What you should do:
Before printing, remove every picture; then print the lines below exactly, from the first line through the line containing "Query: man in long overcoat".

Listed records:
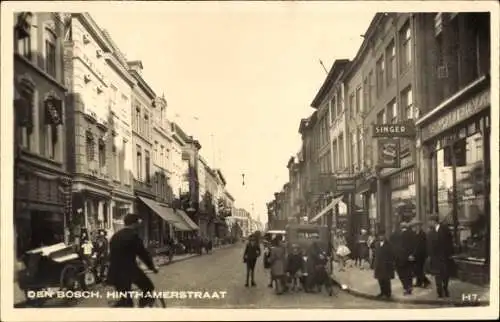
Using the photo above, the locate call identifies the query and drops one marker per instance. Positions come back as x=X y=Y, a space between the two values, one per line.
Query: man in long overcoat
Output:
x=440 y=250
x=125 y=246
x=420 y=254
x=277 y=259
x=384 y=264
x=405 y=257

Output for this exercise:
Using the photo above, the locate call identifies the query and drops one marker per instance. Positions come back as x=X y=Y, a space between the two values, one per line.
Query: man in long overcoat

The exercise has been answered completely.